* _Trecho fornecido_
((

Após a inesperada rejeição daquele projeto pelo Senado, nota-se que a idéia vai conquistando adeptos, mesmo no seio daquela alta corporação.

A opinião pública vai se tornando convenientemente esclarecida e firmando-se de modo a aproximar-se o triunfo de tão elevada medida constitucional.

Em 1907, o ilustre sr. dr. João Coelho Gomes Ribeiro, magistrado inativo, distinto advogado, emérito jornalista e patriota, publicou uma valiosa monografia sob o título «A capital federal e a Constituição da República», em que o previdente cientista mostra a conveniência da almejada transferência da capital.

O sr. Antônio Martins de Azevedo Pimentel, incansável defensor da idéia da mesma transferência para o planalto central, vai publicar em breve, segundo lemos, um trabalho intitulado «Histórico da mudança da capital federal para o interior do Brasil»; e o dr. Antônio Gomes Carmo, espírito investigador e dedicado ao progresso de nossa querida pátria, está escrevendo um trabalho sobre este problema.

))

* _Dados de origem_
((

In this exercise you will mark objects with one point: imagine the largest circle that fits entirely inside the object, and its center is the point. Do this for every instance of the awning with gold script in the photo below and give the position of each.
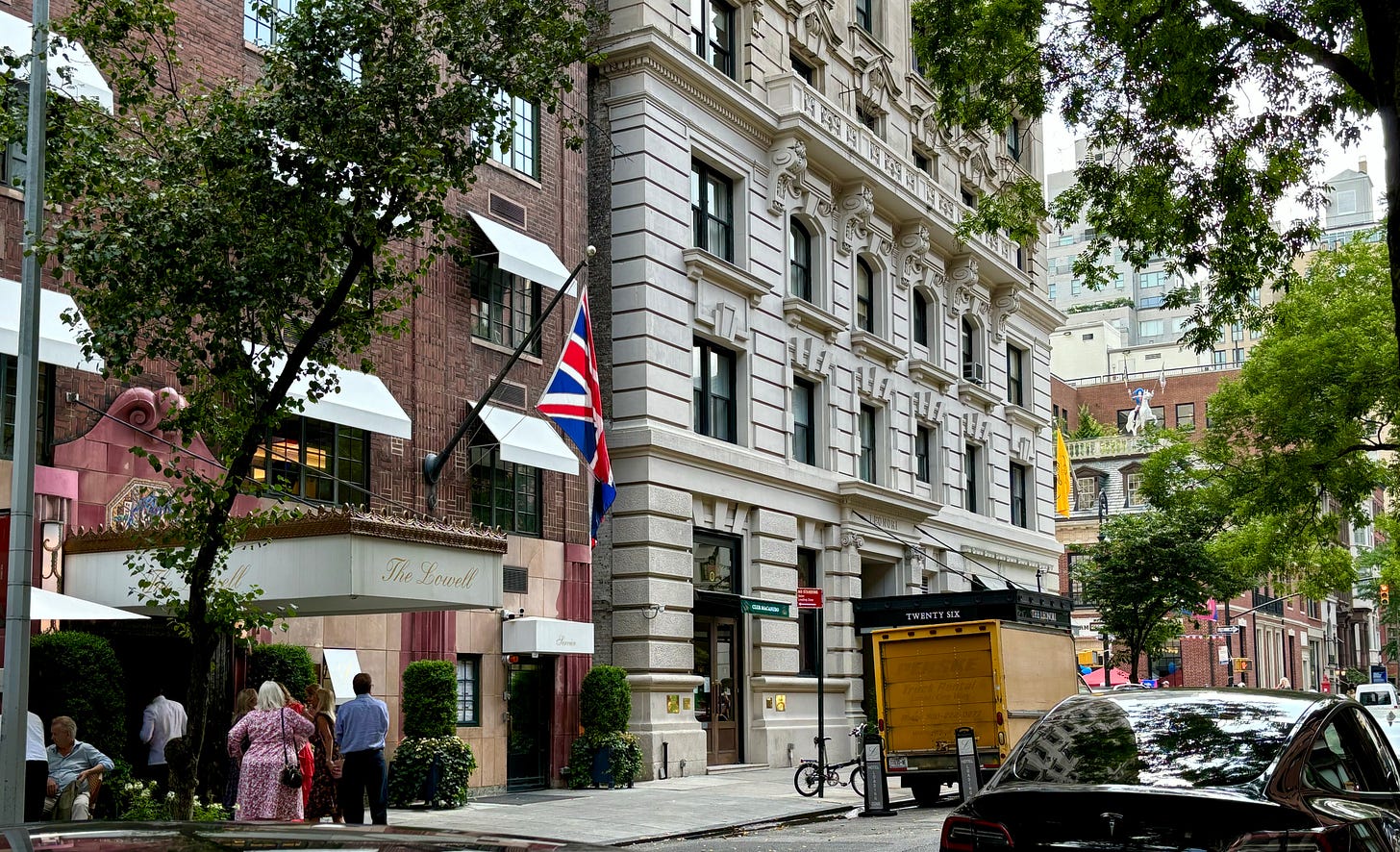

))

* _Problemas e tarefas_
a: Responda, com base no trecho sobre a mudança da capital:
(i) Qual casa legislativa rejeitou o projeto?
(ii) Em que ano João Coelho Gomes Ribeiro publicou sua monografia?
(iii) Qual é o título do trabalho que Antônio Martins de Azevedo Pimentel vai publicar?
b: Copie do trecho sobre a mudança da capital, sem nenhuma alteração, a parte que vai de "Em 1907, o ilustre" a "sobre este problema.".

* _Respostas por tarefa_
a:
(i) O Senado.
(ii) Em 1907.
(iii) «Histórico da mudança da capital federal para o interior do Brasil».

b:
Em 1907, o ilustre sr. dr. João Coelho Gomes Ribeiro, magistrado inativo, distinto advogado, emérito jornalista e patriota, publicou uma valiosa monografia sob o título «A capital federal e a Constituição da República», em que o previdente cientista mostra a conveniência da almejada transferência da capital.

O sr. Antônio Martins de Azevedo Pimentel, incansável defensor da idéia da mesma transferência para o planalto central, vai publicar em breve, segundo lemos, um trabalho intitulado «Histórico da mudança da capital federal para o interior do Brasil»; e o dr. Antônio Gomes Carmo, espírito investigador e dedicado ao progresso de nossa querida pátria, está escrevendo um trabalho sobre este problema.